** Listed entries follows **
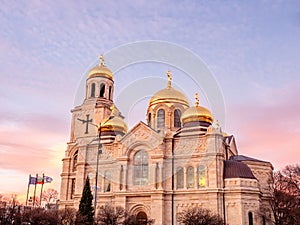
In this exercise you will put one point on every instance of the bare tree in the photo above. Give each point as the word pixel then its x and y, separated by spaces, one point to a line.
pixel 198 216
pixel 109 215
pixel 66 216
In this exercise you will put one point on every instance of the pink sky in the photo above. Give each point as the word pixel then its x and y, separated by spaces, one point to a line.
pixel 251 47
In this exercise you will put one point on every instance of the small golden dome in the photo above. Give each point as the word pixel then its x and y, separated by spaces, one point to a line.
pixel 169 95
pixel 197 113
pixel 115 123
pixel 101 70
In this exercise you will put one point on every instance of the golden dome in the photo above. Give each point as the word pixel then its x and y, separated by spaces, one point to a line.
pixel 169 94
pixel 101 70
pixel 197 113
pixel 115 122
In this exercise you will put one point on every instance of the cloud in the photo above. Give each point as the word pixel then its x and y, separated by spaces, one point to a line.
pixel 267 128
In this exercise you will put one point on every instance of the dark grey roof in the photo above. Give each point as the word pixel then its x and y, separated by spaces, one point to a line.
pixel 236 169
pixel 244 158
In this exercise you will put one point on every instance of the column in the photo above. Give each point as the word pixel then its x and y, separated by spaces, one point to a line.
pixel 124 183
pixel 195 178
pixel 102 182
pixel 160 176
pixel 184 178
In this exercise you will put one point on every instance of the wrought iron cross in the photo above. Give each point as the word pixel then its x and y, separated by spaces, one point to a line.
pixel 87 121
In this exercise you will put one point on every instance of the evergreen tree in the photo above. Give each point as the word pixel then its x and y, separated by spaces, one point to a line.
pixel 85 213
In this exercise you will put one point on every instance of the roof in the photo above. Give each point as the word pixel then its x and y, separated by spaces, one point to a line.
pixel 241 158
pixel 236 169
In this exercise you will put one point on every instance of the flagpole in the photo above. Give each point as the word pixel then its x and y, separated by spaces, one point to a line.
pixel 41 191
pixel 35 190
pixel 28 189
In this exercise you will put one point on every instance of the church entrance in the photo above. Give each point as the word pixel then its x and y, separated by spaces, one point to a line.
pixel 141 218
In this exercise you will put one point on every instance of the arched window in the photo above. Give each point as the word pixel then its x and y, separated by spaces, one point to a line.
pixel 141 218
pixel 149 119
pixel 75 158
pixel 177 115
pixel 102 90
pixel 250 218
pixel 179 178
pixel 190 177
pixel 72 187
pixel 109 93
pixel 93 90
pixel 201 176
pixel 161 118
pixel 107 182
pixel 140 162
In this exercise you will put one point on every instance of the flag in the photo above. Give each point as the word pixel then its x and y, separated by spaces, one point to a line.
pixel 48 179
pixel 32 180
pixel 40 180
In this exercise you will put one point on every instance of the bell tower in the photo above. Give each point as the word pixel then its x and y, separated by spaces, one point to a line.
pixel 99 90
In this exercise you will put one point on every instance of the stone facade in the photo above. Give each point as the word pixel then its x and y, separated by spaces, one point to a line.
pixel 164 166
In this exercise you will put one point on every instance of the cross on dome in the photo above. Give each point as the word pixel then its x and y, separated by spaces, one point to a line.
pixel 101 60
pixel 196 99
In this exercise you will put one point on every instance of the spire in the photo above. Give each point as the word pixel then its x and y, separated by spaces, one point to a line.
pixel 101 60
pixel 169 78
pixel 196 99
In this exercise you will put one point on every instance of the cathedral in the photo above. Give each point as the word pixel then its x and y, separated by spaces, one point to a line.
pixel 178 158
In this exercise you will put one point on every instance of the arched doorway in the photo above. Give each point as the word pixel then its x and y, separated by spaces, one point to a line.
** End of Listed entries **
### Exercise aim
Could you copy exactly the line containing "of the spire" and each line after it through the end of the records, and nothing else?

### Response below
In this exercise you will put one point on every instance of the spire in the photo above. Give each point as the word pixel then its x and y, separated by spaces, one point to a line.
pixel 101 60
pixel 169 78
pixel 196 99
In this exercise you will put one point on every instance of the cathedral in the photo above. Give each point as the word pixel then its x and y, separated by spaces, one point to a line.
pixel 178 158
In this exercise you will put one point on every instance of the arched doorway in the photo above. Give each point as the word pixel then its x and y, separated by spaces, one point to a line.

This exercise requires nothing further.